Put every line of the items below into a Markdown table with two columns, Row and Line. Number each row, skip blank lines, and leave the pictures out.
=== Material to process ===
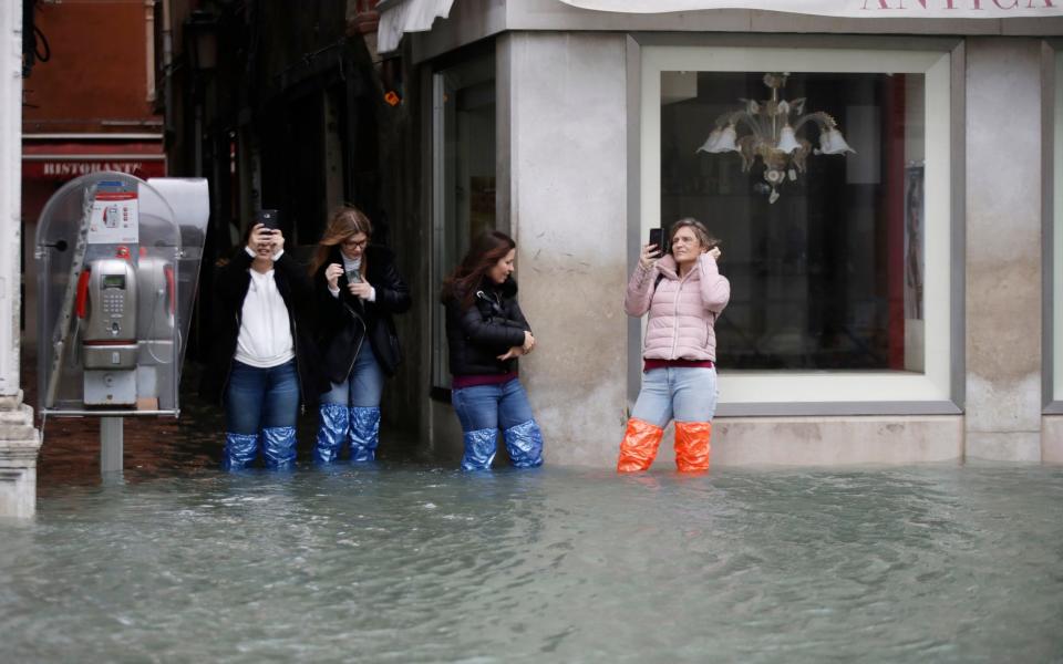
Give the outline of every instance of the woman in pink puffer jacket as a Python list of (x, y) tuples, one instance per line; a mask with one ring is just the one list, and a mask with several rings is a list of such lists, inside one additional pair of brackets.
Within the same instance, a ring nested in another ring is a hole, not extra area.
[(675, 465), (681, 473), (709, 469), (712, 416), (716, 409), (716, 333), (713, 324), (731, 298), (716, 269), (719, 240), (696, 219), (672, 226), (669, 256), (642, 247), (628, 282), (623, 310), (649, 312), (642, 346), (639, 400), (620, 444), (617, 470), (646, 470), (669, 421), (675, 421)]

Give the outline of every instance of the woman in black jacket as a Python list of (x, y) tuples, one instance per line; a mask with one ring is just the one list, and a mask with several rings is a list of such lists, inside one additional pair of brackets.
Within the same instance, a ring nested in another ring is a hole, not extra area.
[(311, 263), (318, 308), (318, 349), (331, 390), (321, 397), (314, 460), (337, 460), (345, 440), (352, 461), (371, 461), (380, 439), (384, 376), (401, 361), (391, 315), (410, 309), (410, 288), (390, 250), (369, 241), (361, 210), (337, 210)]
[(515, 257), (513, 238), (486, 232), (443, 284), (463, 470), (491, 468), (499, 428), (514, 466), (543, 465), (543, 434), (517, 377), (517, 357), (535, 349), (535, 336), (517, 304)]
[(259, 449), (268, 468), (296, 460), (300, 401), (312, 403), (320, 392), (306, 324), (312, 292), (303, 268), (285, 252), (283, 235), (261, 224), (217, 271), (214, 362), (203, 392), (225, 406), (227, 470), (246, 468)]

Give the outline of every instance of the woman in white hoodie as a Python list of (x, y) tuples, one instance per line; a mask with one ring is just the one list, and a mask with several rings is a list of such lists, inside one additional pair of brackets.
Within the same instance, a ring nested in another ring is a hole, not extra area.
[(675, 421), (675, 465), (681, 473), (709, 469), (716, 409), (716, 318), (731, 283), (720, 274), (719, 240), (696, 219), (672, 226), (671, 253), (646, 245), (628, 282), (623, 310), (649, 312), (642, 346), (643, 381), (620, 444), (617, 470), (646, 470), (669, 421)]

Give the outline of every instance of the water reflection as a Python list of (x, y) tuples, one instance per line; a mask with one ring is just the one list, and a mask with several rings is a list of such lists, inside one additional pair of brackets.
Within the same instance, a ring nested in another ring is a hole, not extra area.
[(94, 422), (49, 423), (38, 517), (0, 522), (6, 661), (1063, 656), (1060, 468), (228, 475), (186, 404), (126, 427), (117, 486)]
[(208, 468), (0, 525), (0, 620), (34, 660), (1050, 661), (1061, 506), (1049, 468)]

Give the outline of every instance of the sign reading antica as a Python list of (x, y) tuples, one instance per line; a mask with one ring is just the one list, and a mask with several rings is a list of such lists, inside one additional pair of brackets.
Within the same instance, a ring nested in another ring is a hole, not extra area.
[(846, 18), (1012, 19), (1063, 17), (1063, 0), (561, 0), (621, 13), (756, 9)]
===
■ **Task response**
| Row | Line |
|---|---|
| 1 | Give the outline of every instance of the woman in pink puffer jacket as a Python list of (x, y) tuples, one instance per line; a mask with one ring is just the one list, and a mask with several rings is a list of such lists, inside one additional pair of brackets. |
| 2 | Within the same instance, a ring nested in another ring is a hole, not extra area. |
| 3 | [(675, 465), (681, 473), (709, 469), (712, 416), (716, 409), (716, 333), (713, 324), (731, 298), (716, 269), (719, 240), (696, 219), (672, 226), (669, 256), (642, 247), (628, 282), (623, 310), (649, 312), (642, 346), (639, 400), (620, 444), (617, 470), (646, 470), (669, 421), (675, 421)] |
| 4 | Give the outline of every instance of the woman in black jacket as a Python list of (x, y) tuples, one instance per line; a mask with one ring is just the one list, and a mask with several rings is a list of such lists, inside one additional pair of brackets. |
| 5 | Within the same instance, a ring nested in another ring is a hole, not extra area. |
| 6 | [(311, 263), (318, 308), (318, 349), (331, 390), (321, 397), (314, 460), (337, 460), (345, 440), (352, 461), (371, 461), (380, 439), (384, 376), (401, 361), (391, 315), (410, 309), (410, 288), (390, 250), (369, 241), (361, 210), (337, 210)] |
| 7 | [(515, 257), (513, 238), (486, 232), (443, 284), (463, 470), (491, 468), (499, 428), (514, 466), (543, 465), (543, 434), (517, 377), (517, 357), (535, 349), (535, 336), (517, 304)] |
| 8 | [(259, 449), (268, 468), (296, 460), (300, 401), (312, 403), (320, 392), (306, 324), (312, 292), (303, 268), (285, 252), (283, 235), (261, 224), (217, 271), (214, 362), (203, 392), (225, 406), (227, 470), (246, 468)] |
| 9 | Give the outline of every instance of the woman in white hoodie as a Python list of (x, y) tuples, one instance per line; a mask with one ring is just the one list, and a mask with several rings is a list of such lists, inside one additional pair of brackets. |
| 10 | Within the same instance, a ring nested in another ring is a hole, not extra area. |
| 11 | [(675, 421), (675, 465), (681, 473), (709, 469), (716, 409), (716, 318), (731, 283), (720, 274), (719, 240), (696, 219), (672, 226), (671, 253), (646, 245), (628, 282), (623, 310), (649, 312), (642, 346), (643, 381), (620, 444), (617, 470), (646, 470), (669, 421)] |
| 12 | Give the outline of every instance of the water reflection as a Python list of (x, y) tuples, one instance per line; a mask with one ring is just the one list, and a mask with several rings is a list of such lists, inside one additional pair of brackets. |
| 13 | Within the same instance, a ring nested in another ring is a hole, not extra area. |
| 14 | [(94, 422), (49, 423), (38, 517), (0, 522), (6, 661), (1063, 656), (1060, 468), (228, 475), (186, 404), (126, 427), (117, 486)] |
| 15 | [(208, 468), (0, 525), (0, 620), (34, 660), (1050, 661), (1061, 506), (1049, 468)] |
| 16 | Give the outline of every instance of the sign reading antica as a Python list of (x, y) tuples, one instance per line; a mask with one ring is just the one list, and a mask with several rings is a list of such lists, inside one additional pair of brackets. |
| 17 | Within the same instance, a ring nested in another ring is a hole, not extra area. |
| 18 | [(846, 18), (1012, 19), (1063, 17), (1063, 0), (561, 0), (621, 13), (756, 9)] |